What you will do: Faithfully repeat all of the records, as they are written below.

Data to process:
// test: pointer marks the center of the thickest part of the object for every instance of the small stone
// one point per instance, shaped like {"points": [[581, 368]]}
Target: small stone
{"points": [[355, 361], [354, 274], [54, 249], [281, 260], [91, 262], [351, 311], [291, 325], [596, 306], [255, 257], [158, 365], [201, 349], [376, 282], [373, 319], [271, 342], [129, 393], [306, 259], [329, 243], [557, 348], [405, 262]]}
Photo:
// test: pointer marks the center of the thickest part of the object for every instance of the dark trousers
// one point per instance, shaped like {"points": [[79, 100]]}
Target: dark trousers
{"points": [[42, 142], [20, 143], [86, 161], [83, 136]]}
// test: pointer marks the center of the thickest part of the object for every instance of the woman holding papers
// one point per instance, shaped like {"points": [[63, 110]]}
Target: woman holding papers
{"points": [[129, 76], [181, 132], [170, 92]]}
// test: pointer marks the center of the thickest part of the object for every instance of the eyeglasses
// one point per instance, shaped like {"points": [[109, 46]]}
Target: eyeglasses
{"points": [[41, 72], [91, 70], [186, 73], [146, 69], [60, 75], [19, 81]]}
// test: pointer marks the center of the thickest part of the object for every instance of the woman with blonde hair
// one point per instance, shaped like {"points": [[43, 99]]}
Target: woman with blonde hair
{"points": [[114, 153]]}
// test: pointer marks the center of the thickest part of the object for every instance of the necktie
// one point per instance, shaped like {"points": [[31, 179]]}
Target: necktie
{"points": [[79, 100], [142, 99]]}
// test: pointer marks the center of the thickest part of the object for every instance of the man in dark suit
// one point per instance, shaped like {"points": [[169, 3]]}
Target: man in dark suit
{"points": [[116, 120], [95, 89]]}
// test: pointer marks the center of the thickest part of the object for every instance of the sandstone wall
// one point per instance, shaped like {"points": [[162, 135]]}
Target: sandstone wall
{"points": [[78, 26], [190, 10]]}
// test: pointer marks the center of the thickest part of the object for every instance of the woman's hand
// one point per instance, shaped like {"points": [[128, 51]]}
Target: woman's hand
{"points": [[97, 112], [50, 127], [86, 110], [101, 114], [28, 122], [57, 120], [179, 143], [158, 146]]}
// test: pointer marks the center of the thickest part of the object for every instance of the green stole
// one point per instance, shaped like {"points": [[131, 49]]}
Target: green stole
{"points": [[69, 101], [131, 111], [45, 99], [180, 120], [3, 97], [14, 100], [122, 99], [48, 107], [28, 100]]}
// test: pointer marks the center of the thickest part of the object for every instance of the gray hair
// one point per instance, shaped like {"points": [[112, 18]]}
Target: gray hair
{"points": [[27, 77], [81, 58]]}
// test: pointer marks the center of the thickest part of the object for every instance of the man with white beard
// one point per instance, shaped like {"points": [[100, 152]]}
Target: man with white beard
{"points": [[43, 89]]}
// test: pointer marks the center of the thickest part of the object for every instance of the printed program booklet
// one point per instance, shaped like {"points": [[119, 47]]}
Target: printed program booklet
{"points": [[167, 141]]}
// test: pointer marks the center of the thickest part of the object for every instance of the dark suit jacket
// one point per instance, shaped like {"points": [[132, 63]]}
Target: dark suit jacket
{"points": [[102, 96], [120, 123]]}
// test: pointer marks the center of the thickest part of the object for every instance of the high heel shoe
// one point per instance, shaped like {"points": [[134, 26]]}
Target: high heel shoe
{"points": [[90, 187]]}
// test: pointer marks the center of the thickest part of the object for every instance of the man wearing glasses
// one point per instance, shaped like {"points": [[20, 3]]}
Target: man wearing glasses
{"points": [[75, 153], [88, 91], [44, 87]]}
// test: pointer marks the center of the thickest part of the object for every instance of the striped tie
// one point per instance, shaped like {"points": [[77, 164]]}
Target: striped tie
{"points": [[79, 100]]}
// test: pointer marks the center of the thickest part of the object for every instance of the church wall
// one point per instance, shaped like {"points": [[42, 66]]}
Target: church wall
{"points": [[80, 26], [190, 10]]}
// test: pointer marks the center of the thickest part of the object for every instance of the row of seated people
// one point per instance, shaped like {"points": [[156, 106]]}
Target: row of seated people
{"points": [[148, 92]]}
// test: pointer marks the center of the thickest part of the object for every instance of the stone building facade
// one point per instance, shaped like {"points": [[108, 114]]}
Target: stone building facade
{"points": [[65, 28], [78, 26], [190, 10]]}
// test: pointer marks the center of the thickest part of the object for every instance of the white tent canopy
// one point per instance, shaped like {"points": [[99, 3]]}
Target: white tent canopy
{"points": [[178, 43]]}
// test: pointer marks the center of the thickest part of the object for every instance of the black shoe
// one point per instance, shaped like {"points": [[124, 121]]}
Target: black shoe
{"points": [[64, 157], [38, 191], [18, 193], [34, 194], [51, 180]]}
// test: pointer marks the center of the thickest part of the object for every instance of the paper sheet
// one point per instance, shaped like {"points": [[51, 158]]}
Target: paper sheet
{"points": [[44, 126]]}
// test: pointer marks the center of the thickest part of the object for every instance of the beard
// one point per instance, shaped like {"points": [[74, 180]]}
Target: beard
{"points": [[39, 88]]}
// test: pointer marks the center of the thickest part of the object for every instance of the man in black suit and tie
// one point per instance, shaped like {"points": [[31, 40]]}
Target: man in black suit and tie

Written reply:
// test: pointer marks the center of the thickest part of the object for every instance of the small stone
// one point per instance, shaped like {"points": [[581, 368]]}
Target: small stone
{"points": [[355, 361], [354, 274], [54, 249], [281, 260], [91, 262], [351, 311], [291, 325], [596, 306], [255, 257], [158, 365], [201, 349], [376, 282], [373, 319], [271, 342], [129, 393], [306, 259], [329, 243], [557, 348], [405, 262]]}
Photo:
// test: pointer marks the center of the thickest part of the object for every instance of the dark trousers
// one point per instance, shaped like {"points": [[79, 100]]}
Target: dark trousers
{"points": [[42, 142], [20, 143], [86, 161], [83, 136]]}
// test: pointer marks the center of the thickest part of the object for every instance of the woman holding papers
// one point per instance, shaped like {"points": [[63, 110]]}
Target: woman holding papers
{"points": [[129, 76], [181, 132], [170, 92]]}
// test: pointer marks the center of the thickest part of the object for every instance of the eyeglasses
// one point per instance, shaped like {"points": [[109, 46]]}
Target: eyeglasses
{"points": [[41, 72], [91, 70], [186, 73], [146, 69], [60, 75], [19, 81]]}
// test: pointer marks the center of the thickest part of the object for every instance of the woman with blonde hair
// one point per instance, shaped like {"points": [[43, 99]]}
Target: woman with blonde hair
{"points": [[114, 153]]}
// test: pointer marks the center of the thickest part of the object for every instance of the necktie
// one point per instance, shaped like {"points": [[31, 179]]}
Target: necktie
{"points": [[79, 100], [142, 99]]}
// test: pointer marks the center of the thickest part of the object for every instance of the man in dark suit
// one point per instance, shaped like {"points": [[169, 3]]}
Target: man in dark suit
{"points": [[116, 120], [95, 89]]}
// test: pointer marks the center of the thickest part of the object for every instance of the sandstone wall
// one point per instance, shaped like {"points": [[162, 135]]}
Target: sandstone wall
{"points": [[78, 26], [190, 10]]}
// test: pointer marks the center of the thickest part of the object for every instance of the woman's hand
// one point per instance, shaped like {"points": [[128, 51]]}
Target: woman's hand
{"points": [[97, 112], [50, 127], [86, 110], [101, 114], [28, 122], [57, 120], [179, 143], [158, 146]]}
// test: pointer marks the center of the thickest part of the object for every instance of the green stole
// one point per instance, shaped like {"points": [[131, 49]]}
Target: green stole
{"points": [[69, 101], [131, 111], [45, 99], [180, 120], [3, 97], [14, 100], [122, 99], [48, 107], [28, 100]]}
// test: pointer marks the center of the thickest part of the object for every instance of the gray hair
// one point per instance, shaped like {"points": [[112, 18]]}
Target: gray hair
{"points": [[27, 77], [81, 58]]}
// test: pointer marks the center of the thickest part of the object for every instance of the man with white beard
// one point per instance, shaped like {"points": [[100, 152]]}
Target: man with white beard
{"points": [[43, 89]]}
// test: pointer marks the center of the thickest part of the object for every instance of the printed program booklet
// one point per instance, shaped like {"points": [[119, 47]]}
Target: printed program booklet
{"points": [[167, 141]]}
// test: pointer marks the center of the thickest part of the object for every instance of the dark suit jacket
// one point per instance, shaped like {"points": [[132, 63]]}
Target: dark suit jacket
{"points": [[102, 96], [120, 123]]}
// test: pointer marks the center of the thickest part of the object for every instance of the high heel shoe
// one point per instance, shaped like {"points": [[134, 26]]}
Target: high heel shoe
{"points": [[90, 187]]}
// test: pointer marks the center of the thickest part of the object for every instance of the man wearing glasses
// one point per instance, shaped like {"points": [[20, 3]]}
Target: man wearing glasses
{"points": [[75, 153], [88, 91], [44, 87]]}
// test: pointer marks the center of the thickest part of the object for every instance of the striped tie
// one point per instance, shaped like {"points": [[77, 164]]}
Target: striped tie
{"points": [[79, 100]]}
// test: pointer marks the center of the thickest part of the object for every instance of the church wall
// one point per instance, shaped like {"points": [[42, 66]]}
Target: church wall
{"points": [[80, 26], [190, 10]]}
// test: pointer marks the center of the thickest part of the object for every instance of the row of seated people
// one point per instance, shaped like {"points": [[156, 106]]}
Target: row of seated people
{"points": [[148, 92]]}
// test: pointer marks the center of the thickest part of the object for every instance of the stone building facade
// one point per instance, shaped like {"points": [[108, 114]]}
Target: stone building facade
{"points": [[65, 28], [78, 26], [190, 10]]}
// test: pointer marks the center of the thickest part of the object for every instance of the white tent canopy
// one point per instance, shaped like {"points": [[99, 3]]}
Target: white tent canopy
{"points": [[178, 43]]}
// test: pointer marks the center of the thickest part of the object for every instance of the black shoe
// one point per instance, shaped like {"points": [[124, 121]]}
Target: black shoe
{"points": [[64, 157], [38, 191], [18, 193], [34, 194], [51, 180]]}
// test: pointer marks the center of the thickest part of the object for every instance of the paper sheet
// one point per instance, shaped like {"points": [[51, 158]]}
Target: paper sheet
{"points": [[44, 126]]}
// test: pointer marks the center of the thickest part of the object for every instance of the beard
// one point per instance, shaped like {"points": [[74, 180]]}
Target: beard
{"points": [[39, 88]]}
// test: pointer marks the center of the thickest part of the object for every instance of the man in black suit and tie
// one point per instance, shaped like {"points": [[31, 40]]}
Target: man in black suit and tie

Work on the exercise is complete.